# OBJECTIVE:
Express the entries below as a two-column CSV with the headers entry and answer, one row per entry. Put the entry's text and its answer each in one quoted field with line breaks turned into spaces, and leave the pictures out.
+++
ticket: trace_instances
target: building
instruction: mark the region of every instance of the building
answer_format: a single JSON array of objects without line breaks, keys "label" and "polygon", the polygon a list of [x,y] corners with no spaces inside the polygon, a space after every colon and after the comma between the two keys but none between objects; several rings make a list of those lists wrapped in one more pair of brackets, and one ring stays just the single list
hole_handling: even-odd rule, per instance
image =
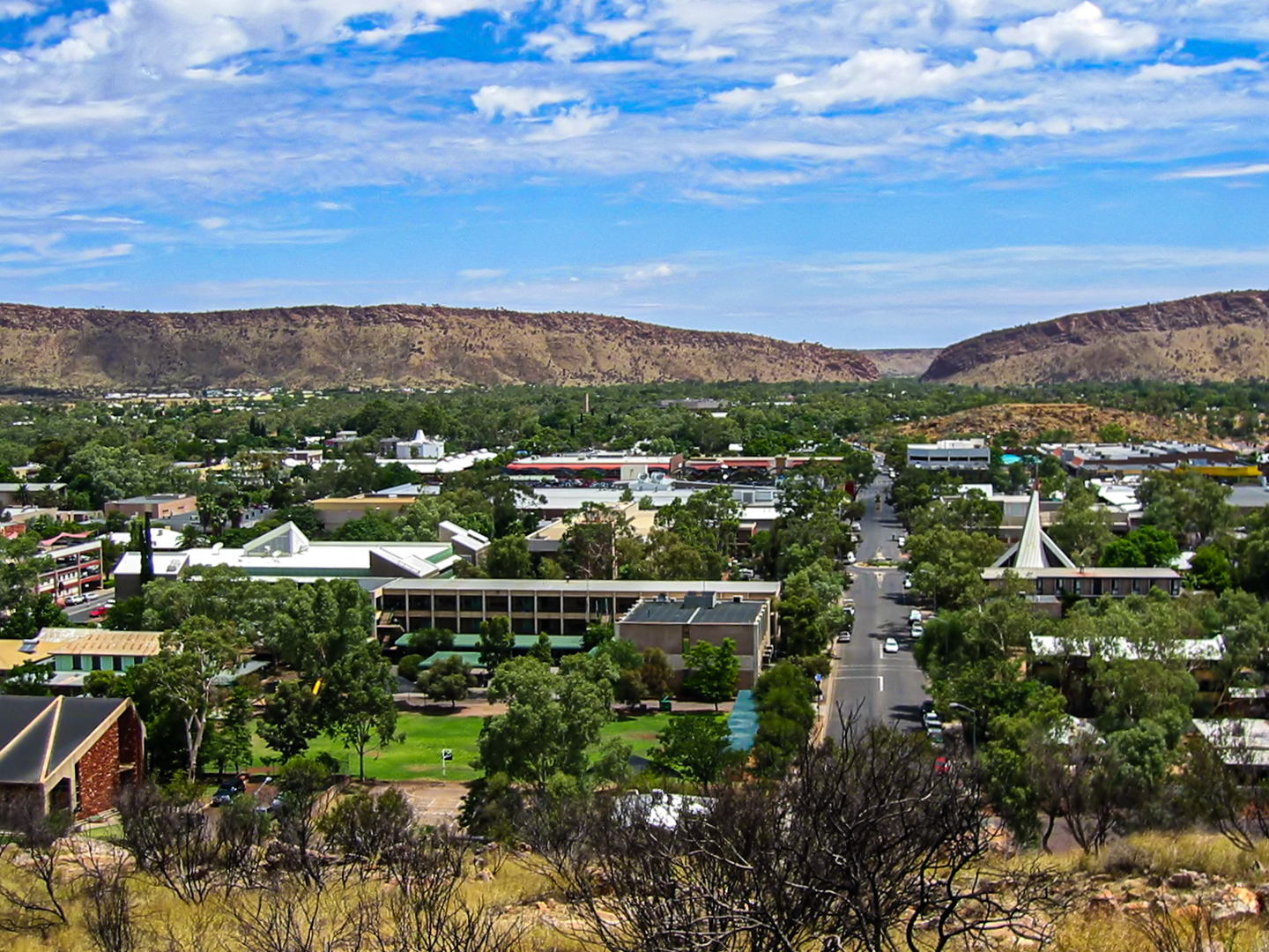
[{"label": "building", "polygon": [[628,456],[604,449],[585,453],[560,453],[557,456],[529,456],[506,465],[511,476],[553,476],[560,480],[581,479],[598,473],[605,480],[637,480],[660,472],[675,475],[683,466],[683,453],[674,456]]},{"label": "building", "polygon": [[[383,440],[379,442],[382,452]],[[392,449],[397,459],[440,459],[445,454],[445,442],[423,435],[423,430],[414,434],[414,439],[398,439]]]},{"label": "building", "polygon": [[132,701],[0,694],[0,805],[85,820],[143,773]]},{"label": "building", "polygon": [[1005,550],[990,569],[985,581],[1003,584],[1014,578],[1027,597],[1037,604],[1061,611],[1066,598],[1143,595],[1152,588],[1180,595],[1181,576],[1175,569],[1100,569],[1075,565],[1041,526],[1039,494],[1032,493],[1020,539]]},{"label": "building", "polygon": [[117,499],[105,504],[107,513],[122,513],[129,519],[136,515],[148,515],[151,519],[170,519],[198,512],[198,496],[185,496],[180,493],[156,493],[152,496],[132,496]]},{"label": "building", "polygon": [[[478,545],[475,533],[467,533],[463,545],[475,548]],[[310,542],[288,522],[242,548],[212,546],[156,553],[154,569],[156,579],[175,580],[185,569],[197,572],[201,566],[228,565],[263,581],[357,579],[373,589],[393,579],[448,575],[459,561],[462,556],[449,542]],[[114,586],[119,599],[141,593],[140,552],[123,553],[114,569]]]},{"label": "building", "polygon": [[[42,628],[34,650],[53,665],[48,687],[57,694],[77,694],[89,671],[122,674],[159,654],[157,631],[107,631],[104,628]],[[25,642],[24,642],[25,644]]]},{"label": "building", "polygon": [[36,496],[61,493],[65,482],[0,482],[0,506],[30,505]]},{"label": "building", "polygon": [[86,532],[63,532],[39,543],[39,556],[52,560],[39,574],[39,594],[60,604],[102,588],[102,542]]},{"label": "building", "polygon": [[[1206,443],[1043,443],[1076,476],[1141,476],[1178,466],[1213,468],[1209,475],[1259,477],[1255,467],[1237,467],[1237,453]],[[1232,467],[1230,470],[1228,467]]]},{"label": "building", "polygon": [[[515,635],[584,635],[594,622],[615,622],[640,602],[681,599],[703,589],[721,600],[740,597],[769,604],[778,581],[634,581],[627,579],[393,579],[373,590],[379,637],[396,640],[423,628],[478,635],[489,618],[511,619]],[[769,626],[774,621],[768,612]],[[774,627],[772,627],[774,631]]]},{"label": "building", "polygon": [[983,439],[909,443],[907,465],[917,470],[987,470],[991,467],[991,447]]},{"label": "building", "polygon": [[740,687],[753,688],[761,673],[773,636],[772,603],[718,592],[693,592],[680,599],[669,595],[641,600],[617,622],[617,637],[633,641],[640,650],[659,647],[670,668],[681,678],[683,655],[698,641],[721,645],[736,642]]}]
+++
# TASK ANSWER:
entry,answer
"ticket: trace_instances target: building instruction: mark the region of every instance of the building answer_format: a single JSON array of objects without line breaks, keys ""label"" and ""polygon"", the polygon a list of [x,y] corners with no spaces inside the polygon, a space after every colon and after the comma between the two keys but none between objects; several rings make a list of those lists wrapped in one more pair of brackets, and one ring stays just the single list hole_handling: even-odd rule, per instance image =","[{""label"": ""building"", ""polygon"": [[628,456],[604,449],[585,453],[560,453],[557,456],[529,456],[506,465],[511,476],[553,476],[560,480],[581,479],[598,473],[605,480],[637,480],[660,472],[675,475],[683,466],[683,453],[674,456]]},{""label"": ""building"", ""polygon"": [[[383,440],[379,442],[382,452]],[[392,449],[397,459],[440,459],[445,454],[445,442],[423,435],[423,430],[414,434],[414,439],[398,439]]]},{""label"": ""building"", ""polygon"": [[132,701],[0,694],[0,805],[85,820],[143,773]]},{""label"": ""building"", ""polygon"": [[1005,550],[990,569],[985,581],[1003,584],[1014,578],[1027,597],[1037,604],[1061,611],[1066,598],[1143,595],[1152,588],[1180,595],[1181,576],[1175,569],[1100,569],[1075,565],[1041,526],[1039,494],[1032,493],[1020,539]]},{""label"": ""building"", ""polygon"": [[117,499],[105,504],[107,513],[122,513],[129,519],[136,515],[148,515],[151,519],[170,519],[198,512],[198,496],[185,496],[180,493],[156,493],[152,496],[132,496]]},{""label"": ""building"", ""polygon"": [[[478,545],[475,533],[467,533],[463,545],[475,548]],[[310,542],[288,522],[242,548],[212,546],[156,553],[154,569],[156,579],[175,580],[185,569],[197,572],[201,566],[228,565],[263,581],[357,579],[373,589],[393,579],[448,575],[459,561],[462,556],[449,542]],[[114,586],[119,599],[141,593],[140,552],[123,553],[114,569]]]},{""label"": ""building"", ""polygon"": [[[42,628],[34,650],[53,665],[48,687],[57,694],[77,694],[89,671],[122,674],[159,654],[157,631],[107,631],[104,628]],[[25,642],[24,642],[25,644]]]},{""label"": ""building"", ""polygon"": [[36,496],[61,493],[65,482],[0,482],[0,506],[30,505]]},{""label"": ""building"", ""polygon"": [[86,532],[63,532],[39,543],[39,556],[52,560],[39,574],[39,594],[60,604],[102,588],[102,542]]},{""label"": ""building"", ""polygon"": [[[1206,443],[1043,443],[1076,476],[1141,476],[1178,466],[1213,468],[1209,475],[1259,477],[1255,467],[1237,467],[1237,453]],[[1232,467],[1230,470],[1228,467]]]},{""label"": ""building"", ""polygon"": [[[515,635],[584,635],[594,622],[615,622],[640,602],[681,599],[703,589],[721,600],[740,597],[769,604],[778,581],[634,581],[627,579],[393,579],[373,590],[379,637],[396,640],[423,628],[478,635],[489,618],[511,619]],[[769,626],[774,621],[768,612]],[[774,627],[772,627],[774,631]]]},{""label"": ""building"", ""polygon"": [[983,439],[909,443],[907,465],[917,470],[987,470],[991,467],[991,447]]},{""label"": ""building"", ""polygon"": [[740,687],[753,688],[761,673],[773,636],[772,603],[718,592],[693,592],[680,599],[669,595],[641,600],[617,622],[617,637],[633,641],[640,650],[659,647],[670,668],[681,678],[683,655],[698,641],[721,645],[736,642]]}]"